* [EXERCISES TO COMPLETE]:
A. Return each line of the records below that contains the word "flower".
B. Carry on the article below about the US Latino market, picking up right after its final sentence.

Understanding 50 Million Americans, That Happen To Be Latino.

The market is a summary of the current standing of 50 million Americans that are undervalued. The second point deals with why big brands are confused when targeting this market and the success of Yahoo! US Hispanics. The short answer is that they have folks who understand the general market but do not know how to deal with a differentiated market. We need more people who can relate to the market and evolve with it. Next we deal with how to fix it and why The US Latino Market Needs A Better Elevator Pitch. We analyze the fact that Latinos In Power Have A Responsibility and we are falling behind. We need to band together and claim our rightful place in the new and more colorful America. To do this I argue, that we need to focus in business and not so much in politics. Last but not least, I urge you to believe and then act. 

The Market

There’s a market as big as India’s right here in the United States and it remains largely untapped and severely undervalued. That market has $1 trillion dollars of raw purchasing power right now and it is projected to grow to $1.5 trillion by 2015. This market has been forgotten, underserved and undervalued for decades. The dismissal has a few pillars that are more folk tale than hard science. So rather than emotional rebuttal of folk tales, I want of offer my point of view as a market observer and entrepreneur living in the Silicon Valley.


A sobering data point is that 1 in 6 Americans identified themselves as Latino/a.  Latino purchasing power is about 9.6% of the total in the US and is growing at an astonishing rate. By 2015 it is projected that the purchasing power of Latinos would be $1.5 trillion. Please, don’t take my word for it, check out the Forbes article, The Next Media Jackpot: The Fight For The $1 Trillion Hispanic Market and draw your own conclusions and consider what Alex Ruelas, cofounder of the Austin-based ­marketing agency LatinWorks says: “The Hispanic ­market is no longer being viewed as a niche, minority market for a lot of companies. It’s becoming a fairly major part of the mainstream, and it’s helping to reshape the overall ­universe of consumers in a way that’s a bit surprising to people.”

Consider this, “Hispanics lead the Recovery by Occupying Walmart, not Wall Street. Research indicates that online consumers, and Hispanics in particular, are influenced by value-added impressions that target them specifically. We need only look at Amazon to see how successful this approach has been with the general population. It is a model that other retailers can follow as they extend their online efforts to target and serve the Hispanic market. As the fastest adopters of new technology, Hispanic consumers provide myriad opportunities to reach them online, via mobile devices, and through social media.” –– Glenn Llopis.


Why Are Big Brands Confused?

The categorization of a diverse demographic into a single low value profile is widely accepted as industry standard. This diminishes the value of a consumer. It must be noted that it is partly a self-inflicted wound. Not making it a priority and hoping that large brands would simply notice is not working and will most likely not work. We need to simplify the message and make it appealing to big brands and industry verticals like entertainment or fashion.

[Collected data entries]
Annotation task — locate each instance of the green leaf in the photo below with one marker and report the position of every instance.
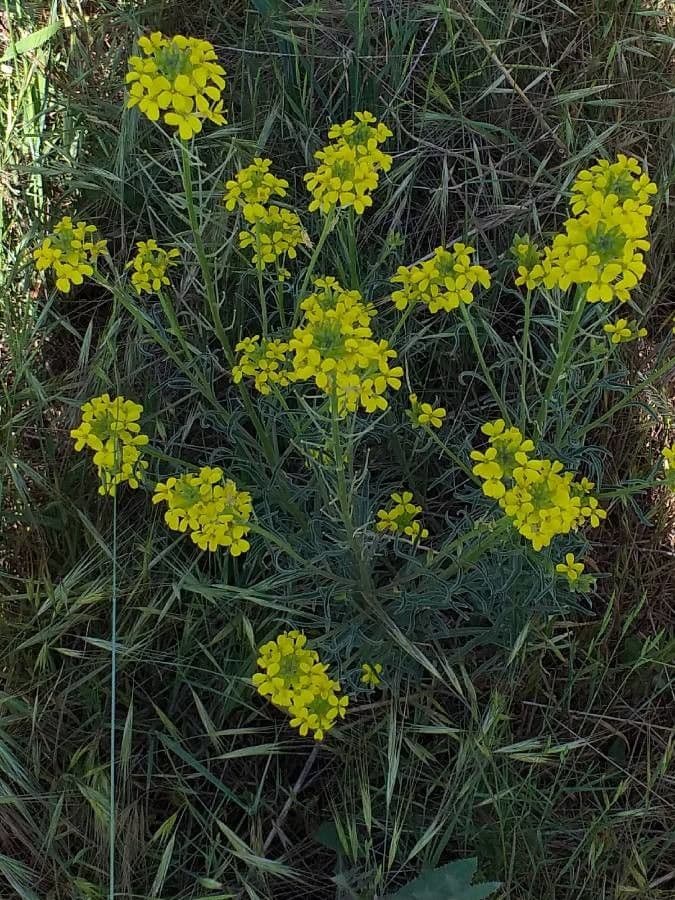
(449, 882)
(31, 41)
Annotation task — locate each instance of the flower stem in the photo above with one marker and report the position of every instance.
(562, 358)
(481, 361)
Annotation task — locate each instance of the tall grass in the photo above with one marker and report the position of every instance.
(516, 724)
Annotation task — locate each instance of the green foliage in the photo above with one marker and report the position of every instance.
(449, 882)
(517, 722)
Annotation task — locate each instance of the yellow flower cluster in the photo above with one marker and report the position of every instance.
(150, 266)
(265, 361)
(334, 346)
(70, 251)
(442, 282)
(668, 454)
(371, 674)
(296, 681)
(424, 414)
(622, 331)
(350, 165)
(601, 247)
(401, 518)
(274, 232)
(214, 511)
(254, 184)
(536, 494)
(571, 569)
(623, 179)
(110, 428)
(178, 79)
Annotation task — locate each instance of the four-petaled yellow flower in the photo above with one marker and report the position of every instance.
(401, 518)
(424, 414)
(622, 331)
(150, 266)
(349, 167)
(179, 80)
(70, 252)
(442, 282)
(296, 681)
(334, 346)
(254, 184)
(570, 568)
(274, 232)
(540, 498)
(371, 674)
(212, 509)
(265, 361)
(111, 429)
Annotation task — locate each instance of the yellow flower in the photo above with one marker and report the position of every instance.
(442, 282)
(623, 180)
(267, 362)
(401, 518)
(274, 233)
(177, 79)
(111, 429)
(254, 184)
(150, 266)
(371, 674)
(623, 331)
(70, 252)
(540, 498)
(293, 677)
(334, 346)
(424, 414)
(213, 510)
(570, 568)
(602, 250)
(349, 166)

---

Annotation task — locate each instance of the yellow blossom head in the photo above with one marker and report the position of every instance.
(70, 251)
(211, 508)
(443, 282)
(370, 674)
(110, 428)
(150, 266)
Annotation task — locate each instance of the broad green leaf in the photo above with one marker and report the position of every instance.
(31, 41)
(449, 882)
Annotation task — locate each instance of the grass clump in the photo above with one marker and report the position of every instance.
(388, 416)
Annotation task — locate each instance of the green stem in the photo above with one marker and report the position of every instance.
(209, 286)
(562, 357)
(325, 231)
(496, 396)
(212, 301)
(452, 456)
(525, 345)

...

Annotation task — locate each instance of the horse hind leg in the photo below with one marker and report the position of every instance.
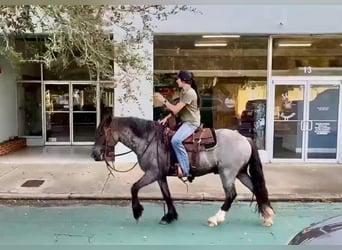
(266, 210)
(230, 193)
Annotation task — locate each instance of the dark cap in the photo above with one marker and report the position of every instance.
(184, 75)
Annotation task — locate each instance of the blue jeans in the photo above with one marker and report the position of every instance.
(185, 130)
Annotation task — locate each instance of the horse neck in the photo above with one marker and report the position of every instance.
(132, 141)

* [EXPECTED OUTPUTS]:
A.
Annotation task — locate each instance of the flower stem in the photo above with one marker and report the position of every instance.
Annotation task — locate each instance of the yellow flower cluster in the photo above with one marker and report the position of every instance.
Annotation task — locate each instance of the four-petaled yellow flower in the photo above with one marker and report the position of every instance.
Annotation task — locate each instance of the yellow flower in the photo above with one marker and report the position of every instance.

B.
In a recent article about the success of the Yahoo! US Hispanic, Javier Garcia defines the diversity of these audience as an asset that needs to be understood and that needs to be addressed by a multi-channel and bilingual marketing strategy.

When you compare the U.S. Hispanic market versus the U.S. general market, Hispanics tend to embrace and consume more, so they’re generally over index in a lot of things. They also behave a lot like the general market, but in general terms we see a more engaged type of audience. For example, Hispanics may be enjoying “American Idol,” but they also may be going to Yahoo! Colombia or Yahoo! Argentina for the latest news. So it’s like this mix that you really need to know how to program towards. […] The U.S. Hispanic market has the mix so it’s trickier. You need to come up with content that resonates with them, calls their attention. The trick is how do you find that angle on the particular event that reaches everyone. If we cover baseball, maybe one of the pieces that we write we focus it on a Latino player and not necessarily on the team.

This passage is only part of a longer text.